ボス戦の演出に凝りたい!「Near The Sun」制作記#22

2025 年 8 月 24 日 | カテゴリー: Near The Sun, 製作について

15期のドッグウッドと申します。

漫画や小説で、ボス戦というのは非常にアツいですよね。
知略を用いて敵の能力を看破したり、回想で秘められた過去を思い出して覚醒したり……。
ただ、ゲームではこれらの演出は入れづらいな……と思っています。
ボス戦の演出の難しさについて、今回は書いていきます。

1.登場シーン
基本的に、2Dアクションのボスの登場シーンは「ばったり会う」です。
う~ん、味気ない……。
ボスならやはり、強く見える方が戦いがいがあります。
事前に強さについて知らされているのが定番ですが、ボス戦直前に演出で強さを示したいところ。強キャラの仲間がやられているとか、強い敵の死骸が転がっているとか、ばったり会うだけにしろそういう演出は入れたいところですね。
また、意外性を出すためによく使われるのは「擬態」です。花を調べたら成長してボスに……とか、たまに見ますよね。ただ、地形的にボス戦だろうな~とプレイヤーがわかっていることがほとんどなので、「意外性」をきちんと持たせるには、「別のイベントかと思ったらボス戦だった」のような演出が必要です。多くの作品ではボス前にチェックポイントを置くことが多いので、それで感づかれそうでもありますが……。
それに、ただ「意外」なだけでは演出上たいした意味がありません。ストーリーとして「これで全部うまくいくな」と安心したタイミングで「意外」を使うことでプレイヤーの感情を揺らすことができます。簡単な例ですが、ヒロインと喧嘩してたけど和解して一安心、その次のシーンで後ろの花が成長してボスになり、ヒロインの首を刎ねたらプレイヤーは驚くとともにボスへの憎しみが高まりますよね。「ボスがヒロインを憎んでいた」などの文脈は先に示さないといけないですが……。「仲間と思っていたら実はボスだった」演出も使いやすいなと思います。
さらに、工数の問題があります。画面外からボスを登場させるのは大変なんですよね……。トコトコ歩いてくるんじゃ威厳もないですし。たいていワープホールが開いて登場、とかになっていることが多い気がします。魔法やワープがない世界観なら、基本的に「隠れている」か「ばったり会う」演出しかできないのもわかります。「すでに攻撃を受けているぞ!」でボス戦が始まるとか、やりたいんですけどね……。

> 設定課題:
(1) ボス戦の演出についての本文によると、2Dアクションにおけるボスの登場シーンは、基本的にどのような形とされていますか。
(2) ボス戦の演出についての本文を、最後の文の後から書き継いでください。

> データ一覧:
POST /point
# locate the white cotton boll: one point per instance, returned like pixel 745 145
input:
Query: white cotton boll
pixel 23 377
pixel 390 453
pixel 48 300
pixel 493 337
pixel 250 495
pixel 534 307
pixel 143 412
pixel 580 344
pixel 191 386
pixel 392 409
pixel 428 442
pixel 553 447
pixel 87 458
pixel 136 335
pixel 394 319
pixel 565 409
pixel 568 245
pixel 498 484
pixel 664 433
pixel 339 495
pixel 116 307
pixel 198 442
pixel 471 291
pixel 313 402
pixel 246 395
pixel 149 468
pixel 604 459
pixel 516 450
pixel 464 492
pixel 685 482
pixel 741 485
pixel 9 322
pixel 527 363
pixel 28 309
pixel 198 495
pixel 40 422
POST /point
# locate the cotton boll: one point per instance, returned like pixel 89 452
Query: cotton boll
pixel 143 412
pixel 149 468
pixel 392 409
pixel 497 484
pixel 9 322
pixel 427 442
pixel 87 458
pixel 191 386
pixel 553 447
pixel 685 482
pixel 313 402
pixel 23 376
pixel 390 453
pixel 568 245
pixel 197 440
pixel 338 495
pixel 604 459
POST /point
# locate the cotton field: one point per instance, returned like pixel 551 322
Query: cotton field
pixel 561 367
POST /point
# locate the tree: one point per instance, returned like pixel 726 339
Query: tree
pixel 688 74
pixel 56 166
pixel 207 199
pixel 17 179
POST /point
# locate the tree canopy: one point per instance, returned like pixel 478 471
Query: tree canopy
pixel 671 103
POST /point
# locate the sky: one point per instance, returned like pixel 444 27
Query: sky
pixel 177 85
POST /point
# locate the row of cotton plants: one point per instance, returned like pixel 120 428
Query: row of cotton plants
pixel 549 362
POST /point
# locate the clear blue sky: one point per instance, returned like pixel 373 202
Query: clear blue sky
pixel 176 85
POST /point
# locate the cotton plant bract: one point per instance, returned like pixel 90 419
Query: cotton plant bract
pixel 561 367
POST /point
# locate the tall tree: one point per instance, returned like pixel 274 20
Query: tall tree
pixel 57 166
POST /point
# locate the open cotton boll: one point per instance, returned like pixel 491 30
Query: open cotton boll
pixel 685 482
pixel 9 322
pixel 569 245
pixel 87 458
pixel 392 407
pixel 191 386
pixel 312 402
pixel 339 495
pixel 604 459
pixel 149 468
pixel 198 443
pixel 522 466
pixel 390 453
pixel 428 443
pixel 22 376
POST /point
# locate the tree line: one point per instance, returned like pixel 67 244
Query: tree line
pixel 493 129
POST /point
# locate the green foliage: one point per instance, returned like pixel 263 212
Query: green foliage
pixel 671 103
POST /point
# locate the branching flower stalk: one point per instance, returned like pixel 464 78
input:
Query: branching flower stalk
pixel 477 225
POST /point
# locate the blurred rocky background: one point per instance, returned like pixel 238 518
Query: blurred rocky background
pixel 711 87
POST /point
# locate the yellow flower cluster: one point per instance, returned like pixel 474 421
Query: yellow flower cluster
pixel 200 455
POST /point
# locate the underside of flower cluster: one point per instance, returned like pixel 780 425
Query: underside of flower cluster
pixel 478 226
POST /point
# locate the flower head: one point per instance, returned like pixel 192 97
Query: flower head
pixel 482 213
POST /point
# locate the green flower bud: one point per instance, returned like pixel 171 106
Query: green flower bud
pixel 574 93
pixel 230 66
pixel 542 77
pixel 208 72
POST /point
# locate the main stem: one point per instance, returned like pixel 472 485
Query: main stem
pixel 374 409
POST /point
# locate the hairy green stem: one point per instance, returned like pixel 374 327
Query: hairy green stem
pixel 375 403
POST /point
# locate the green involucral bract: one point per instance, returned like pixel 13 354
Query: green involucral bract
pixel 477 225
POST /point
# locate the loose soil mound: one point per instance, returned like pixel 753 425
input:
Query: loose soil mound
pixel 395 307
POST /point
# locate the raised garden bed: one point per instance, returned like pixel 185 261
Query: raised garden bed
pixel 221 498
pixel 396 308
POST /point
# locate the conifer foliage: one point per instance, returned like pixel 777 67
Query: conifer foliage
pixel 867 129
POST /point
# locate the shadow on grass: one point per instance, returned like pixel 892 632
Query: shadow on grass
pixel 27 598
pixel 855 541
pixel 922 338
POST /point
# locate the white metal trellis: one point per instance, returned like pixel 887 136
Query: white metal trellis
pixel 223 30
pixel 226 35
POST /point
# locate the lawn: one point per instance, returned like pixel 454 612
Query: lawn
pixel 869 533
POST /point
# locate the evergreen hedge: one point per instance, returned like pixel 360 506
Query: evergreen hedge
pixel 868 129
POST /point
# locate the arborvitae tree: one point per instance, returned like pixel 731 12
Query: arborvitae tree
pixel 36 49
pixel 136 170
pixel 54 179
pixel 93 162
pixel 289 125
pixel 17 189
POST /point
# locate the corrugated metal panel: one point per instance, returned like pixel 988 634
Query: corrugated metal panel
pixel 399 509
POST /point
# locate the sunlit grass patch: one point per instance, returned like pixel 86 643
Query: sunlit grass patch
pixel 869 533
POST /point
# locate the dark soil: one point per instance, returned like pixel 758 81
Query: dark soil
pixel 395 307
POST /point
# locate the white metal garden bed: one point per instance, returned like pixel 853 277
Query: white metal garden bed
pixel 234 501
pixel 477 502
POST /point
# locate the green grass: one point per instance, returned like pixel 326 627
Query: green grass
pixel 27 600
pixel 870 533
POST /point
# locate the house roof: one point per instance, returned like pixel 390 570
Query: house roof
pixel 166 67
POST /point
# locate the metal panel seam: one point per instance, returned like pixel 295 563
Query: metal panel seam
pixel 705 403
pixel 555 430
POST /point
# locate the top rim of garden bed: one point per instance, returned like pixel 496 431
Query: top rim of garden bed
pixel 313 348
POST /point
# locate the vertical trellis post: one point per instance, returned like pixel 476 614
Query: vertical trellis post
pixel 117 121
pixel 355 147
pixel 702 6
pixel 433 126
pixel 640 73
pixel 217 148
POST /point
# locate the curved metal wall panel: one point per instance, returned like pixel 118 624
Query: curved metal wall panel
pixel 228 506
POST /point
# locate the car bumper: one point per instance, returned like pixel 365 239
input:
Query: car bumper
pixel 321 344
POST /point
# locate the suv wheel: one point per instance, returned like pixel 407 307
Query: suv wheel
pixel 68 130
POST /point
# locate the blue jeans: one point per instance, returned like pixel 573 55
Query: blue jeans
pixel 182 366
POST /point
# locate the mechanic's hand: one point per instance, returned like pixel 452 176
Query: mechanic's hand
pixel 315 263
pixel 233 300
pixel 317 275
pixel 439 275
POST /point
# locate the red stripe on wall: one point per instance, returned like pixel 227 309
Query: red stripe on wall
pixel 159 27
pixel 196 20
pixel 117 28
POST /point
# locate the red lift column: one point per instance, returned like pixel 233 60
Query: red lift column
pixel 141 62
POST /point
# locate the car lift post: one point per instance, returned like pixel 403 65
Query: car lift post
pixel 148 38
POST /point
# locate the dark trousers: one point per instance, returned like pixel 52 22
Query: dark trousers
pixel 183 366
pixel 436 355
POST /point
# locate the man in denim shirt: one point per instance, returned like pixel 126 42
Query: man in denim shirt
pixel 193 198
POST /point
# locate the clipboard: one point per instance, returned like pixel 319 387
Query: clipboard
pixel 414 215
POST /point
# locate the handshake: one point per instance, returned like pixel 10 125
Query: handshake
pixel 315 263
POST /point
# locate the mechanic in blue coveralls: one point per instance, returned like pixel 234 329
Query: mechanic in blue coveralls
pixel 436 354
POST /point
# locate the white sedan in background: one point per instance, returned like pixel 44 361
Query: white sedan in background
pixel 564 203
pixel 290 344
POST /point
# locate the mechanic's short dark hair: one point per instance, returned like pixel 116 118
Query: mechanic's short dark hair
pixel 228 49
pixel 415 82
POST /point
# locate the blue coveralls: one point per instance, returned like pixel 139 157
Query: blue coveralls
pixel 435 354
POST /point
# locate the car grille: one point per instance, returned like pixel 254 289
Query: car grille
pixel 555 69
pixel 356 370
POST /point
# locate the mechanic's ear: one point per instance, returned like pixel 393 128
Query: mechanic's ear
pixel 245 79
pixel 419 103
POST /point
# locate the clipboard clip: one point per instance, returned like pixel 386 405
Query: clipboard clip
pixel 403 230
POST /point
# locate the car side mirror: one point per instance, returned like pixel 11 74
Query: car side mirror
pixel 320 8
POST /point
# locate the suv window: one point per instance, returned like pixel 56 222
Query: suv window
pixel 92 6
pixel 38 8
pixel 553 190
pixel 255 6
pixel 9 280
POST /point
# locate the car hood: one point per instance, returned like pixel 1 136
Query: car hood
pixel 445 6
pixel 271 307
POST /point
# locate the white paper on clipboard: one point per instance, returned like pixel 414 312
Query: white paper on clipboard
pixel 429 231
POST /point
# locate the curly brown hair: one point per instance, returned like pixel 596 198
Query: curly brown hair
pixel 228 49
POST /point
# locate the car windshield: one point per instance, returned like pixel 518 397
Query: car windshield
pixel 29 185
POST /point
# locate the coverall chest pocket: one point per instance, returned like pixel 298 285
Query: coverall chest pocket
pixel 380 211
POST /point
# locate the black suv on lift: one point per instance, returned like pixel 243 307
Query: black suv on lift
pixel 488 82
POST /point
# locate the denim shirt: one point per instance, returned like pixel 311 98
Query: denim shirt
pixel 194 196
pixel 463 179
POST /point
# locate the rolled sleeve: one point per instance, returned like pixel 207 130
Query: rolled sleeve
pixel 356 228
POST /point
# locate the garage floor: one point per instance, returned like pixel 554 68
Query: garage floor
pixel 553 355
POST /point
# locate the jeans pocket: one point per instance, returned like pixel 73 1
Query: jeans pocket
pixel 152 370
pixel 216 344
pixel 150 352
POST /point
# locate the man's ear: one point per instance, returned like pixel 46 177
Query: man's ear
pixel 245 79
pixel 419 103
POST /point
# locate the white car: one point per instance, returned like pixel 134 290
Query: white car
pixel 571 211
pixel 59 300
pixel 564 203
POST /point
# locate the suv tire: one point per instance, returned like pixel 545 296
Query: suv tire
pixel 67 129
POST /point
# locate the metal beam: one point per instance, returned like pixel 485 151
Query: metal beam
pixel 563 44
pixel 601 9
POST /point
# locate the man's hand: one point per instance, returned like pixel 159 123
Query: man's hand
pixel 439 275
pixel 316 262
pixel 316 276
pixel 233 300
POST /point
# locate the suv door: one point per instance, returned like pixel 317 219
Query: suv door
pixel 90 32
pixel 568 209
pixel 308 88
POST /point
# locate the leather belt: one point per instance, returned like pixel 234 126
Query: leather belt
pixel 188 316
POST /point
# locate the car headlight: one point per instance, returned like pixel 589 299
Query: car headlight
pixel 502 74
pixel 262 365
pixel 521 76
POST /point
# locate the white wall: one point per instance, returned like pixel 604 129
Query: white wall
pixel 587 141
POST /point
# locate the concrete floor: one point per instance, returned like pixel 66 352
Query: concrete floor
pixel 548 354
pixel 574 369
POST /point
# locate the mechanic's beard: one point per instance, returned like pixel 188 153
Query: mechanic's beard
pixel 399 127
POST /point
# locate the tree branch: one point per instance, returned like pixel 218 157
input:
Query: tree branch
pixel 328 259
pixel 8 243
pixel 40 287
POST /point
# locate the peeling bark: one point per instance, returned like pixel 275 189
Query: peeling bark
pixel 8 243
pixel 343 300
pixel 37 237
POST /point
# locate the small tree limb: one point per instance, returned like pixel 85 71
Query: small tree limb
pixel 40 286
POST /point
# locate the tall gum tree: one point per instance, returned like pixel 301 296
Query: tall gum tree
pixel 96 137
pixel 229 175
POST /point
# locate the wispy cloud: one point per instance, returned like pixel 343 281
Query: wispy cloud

> 記述回答:
(1) 「ばったり会う」という形です。

(2)
「いつの間にかプレイヤーのすぐ後ろにいる」などの演出で不気味さを出す……などもしてみたいですが、2Dアクションはカメラの向きが固定されていて画面が連続的なので難しいです。こういう制限は漫画などの他媒体に比べてキツいですね。カメラを別ターゲットに移動させて、戻ってきたら後ろにいる、などでしょうか。

2.ボスの強さの示し方
どうせ倒すなら、敵は強ければ強いほど倒す気が起きますし、そして魅力的であれば魅力的であるほど主人公が魅力的になります。
NPCに「とても強い敵だ!」と話をさせたり、登場時に咆哮させたり、一枚絵などを用意したり……いろいろと強さを示す方法はあると思いますが、どうせなら「ゲームならでは」の方法を考えたいものです。
一つは「序盤に出てきて歯が立たない演出」です。特殊勝利にするか負けイベントにするかですが、単に工数がかかります。のちに攻撃バリエーションが増える理由とかも考えないといけませんね。「あの時は本気じゃなかった……」というやつです。
あとは道中で倒せないギミックとして攻撃してくるようなボスですね。これはいままで倒せなかった敵が倒せるようになる、「敵を倒したい理由」がストーリー上だけでなくゲームプレイで示すことができるというメリットがあります。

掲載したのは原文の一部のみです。